# Task description
Pull out every line in the material below that contains the word "dark", and copy each of those lines unchanged.

# Supplied information
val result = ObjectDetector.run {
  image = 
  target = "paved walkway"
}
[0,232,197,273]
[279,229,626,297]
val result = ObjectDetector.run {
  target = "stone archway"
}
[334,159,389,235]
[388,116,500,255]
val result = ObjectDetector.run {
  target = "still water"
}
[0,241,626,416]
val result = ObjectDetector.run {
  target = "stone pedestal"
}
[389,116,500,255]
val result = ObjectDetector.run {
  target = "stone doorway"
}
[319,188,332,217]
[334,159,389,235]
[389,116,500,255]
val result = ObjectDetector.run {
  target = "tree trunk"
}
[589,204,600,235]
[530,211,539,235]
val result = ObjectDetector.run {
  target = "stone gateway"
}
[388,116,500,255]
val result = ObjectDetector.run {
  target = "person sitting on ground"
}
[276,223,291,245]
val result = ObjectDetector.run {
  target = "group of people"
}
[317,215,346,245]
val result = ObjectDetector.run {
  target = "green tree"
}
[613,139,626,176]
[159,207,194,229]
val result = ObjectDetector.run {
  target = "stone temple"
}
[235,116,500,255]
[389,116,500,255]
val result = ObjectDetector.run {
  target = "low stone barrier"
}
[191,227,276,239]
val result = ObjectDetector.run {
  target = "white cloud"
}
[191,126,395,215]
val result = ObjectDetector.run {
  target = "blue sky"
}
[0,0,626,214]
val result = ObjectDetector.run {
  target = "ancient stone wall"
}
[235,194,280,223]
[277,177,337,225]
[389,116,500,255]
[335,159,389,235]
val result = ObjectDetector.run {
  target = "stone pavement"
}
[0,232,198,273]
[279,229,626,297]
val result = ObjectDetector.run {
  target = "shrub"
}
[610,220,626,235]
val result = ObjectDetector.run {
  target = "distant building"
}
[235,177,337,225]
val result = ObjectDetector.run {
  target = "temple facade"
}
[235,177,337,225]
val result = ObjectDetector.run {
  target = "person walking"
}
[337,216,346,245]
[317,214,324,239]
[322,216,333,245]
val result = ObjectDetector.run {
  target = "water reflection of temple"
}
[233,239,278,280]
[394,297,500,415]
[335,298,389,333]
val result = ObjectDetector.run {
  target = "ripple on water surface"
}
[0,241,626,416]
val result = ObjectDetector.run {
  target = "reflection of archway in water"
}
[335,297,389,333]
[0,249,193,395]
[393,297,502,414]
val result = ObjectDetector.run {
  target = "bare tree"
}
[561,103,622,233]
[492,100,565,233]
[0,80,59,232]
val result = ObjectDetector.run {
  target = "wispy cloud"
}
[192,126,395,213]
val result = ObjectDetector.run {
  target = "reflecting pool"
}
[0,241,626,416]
--
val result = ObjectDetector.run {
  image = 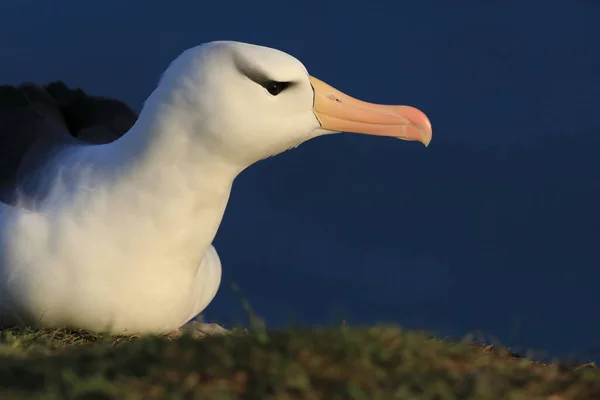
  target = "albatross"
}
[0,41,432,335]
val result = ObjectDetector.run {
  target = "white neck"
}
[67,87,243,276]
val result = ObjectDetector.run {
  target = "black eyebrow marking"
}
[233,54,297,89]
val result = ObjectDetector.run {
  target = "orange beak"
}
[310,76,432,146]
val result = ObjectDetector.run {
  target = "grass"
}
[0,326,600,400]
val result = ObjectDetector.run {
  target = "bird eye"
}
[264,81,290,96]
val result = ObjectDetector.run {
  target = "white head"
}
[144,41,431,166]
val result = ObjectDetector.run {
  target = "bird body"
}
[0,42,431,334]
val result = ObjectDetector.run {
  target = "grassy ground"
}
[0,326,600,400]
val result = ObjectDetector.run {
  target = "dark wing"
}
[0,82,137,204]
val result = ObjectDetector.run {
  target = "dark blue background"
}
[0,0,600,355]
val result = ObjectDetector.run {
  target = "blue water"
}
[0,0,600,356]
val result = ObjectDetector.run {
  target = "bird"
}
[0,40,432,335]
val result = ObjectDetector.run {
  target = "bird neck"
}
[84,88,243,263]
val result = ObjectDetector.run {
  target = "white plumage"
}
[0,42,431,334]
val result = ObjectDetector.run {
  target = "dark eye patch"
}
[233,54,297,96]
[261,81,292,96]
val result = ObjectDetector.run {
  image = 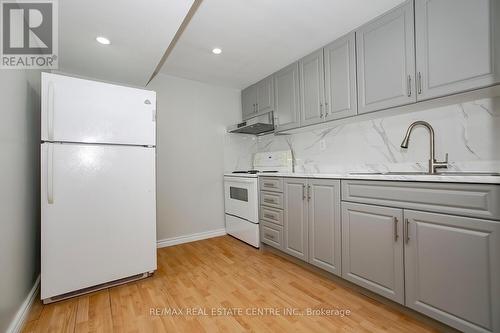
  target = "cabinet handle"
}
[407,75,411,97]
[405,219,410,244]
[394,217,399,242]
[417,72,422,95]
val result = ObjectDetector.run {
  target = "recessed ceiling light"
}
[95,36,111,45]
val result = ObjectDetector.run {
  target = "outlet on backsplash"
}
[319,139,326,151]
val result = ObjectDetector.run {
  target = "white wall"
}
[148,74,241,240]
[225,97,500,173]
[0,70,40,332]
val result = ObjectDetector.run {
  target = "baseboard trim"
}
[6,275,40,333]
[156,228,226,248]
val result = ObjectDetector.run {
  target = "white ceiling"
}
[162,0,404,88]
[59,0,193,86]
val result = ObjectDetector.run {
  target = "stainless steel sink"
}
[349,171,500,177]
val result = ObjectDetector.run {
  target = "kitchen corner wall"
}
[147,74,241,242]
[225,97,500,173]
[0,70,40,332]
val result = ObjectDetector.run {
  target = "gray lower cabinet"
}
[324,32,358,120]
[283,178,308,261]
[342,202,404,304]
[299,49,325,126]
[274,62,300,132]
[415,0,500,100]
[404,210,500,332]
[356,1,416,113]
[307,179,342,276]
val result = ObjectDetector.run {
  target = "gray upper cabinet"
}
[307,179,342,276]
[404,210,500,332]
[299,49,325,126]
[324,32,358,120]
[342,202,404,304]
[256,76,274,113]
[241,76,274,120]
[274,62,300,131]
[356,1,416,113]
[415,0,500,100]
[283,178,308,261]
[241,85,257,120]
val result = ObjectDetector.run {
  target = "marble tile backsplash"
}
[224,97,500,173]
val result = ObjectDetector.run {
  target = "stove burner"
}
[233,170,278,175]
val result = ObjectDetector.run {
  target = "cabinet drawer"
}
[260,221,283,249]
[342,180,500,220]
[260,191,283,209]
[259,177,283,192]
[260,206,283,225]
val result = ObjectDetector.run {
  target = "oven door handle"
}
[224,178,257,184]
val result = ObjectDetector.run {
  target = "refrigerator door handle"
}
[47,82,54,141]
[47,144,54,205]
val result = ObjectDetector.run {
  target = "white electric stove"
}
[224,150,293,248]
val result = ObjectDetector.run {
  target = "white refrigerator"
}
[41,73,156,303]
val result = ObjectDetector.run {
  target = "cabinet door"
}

# Response
  target = "dark wing"
  target = "dark blue background"
  target = "dark eye patch"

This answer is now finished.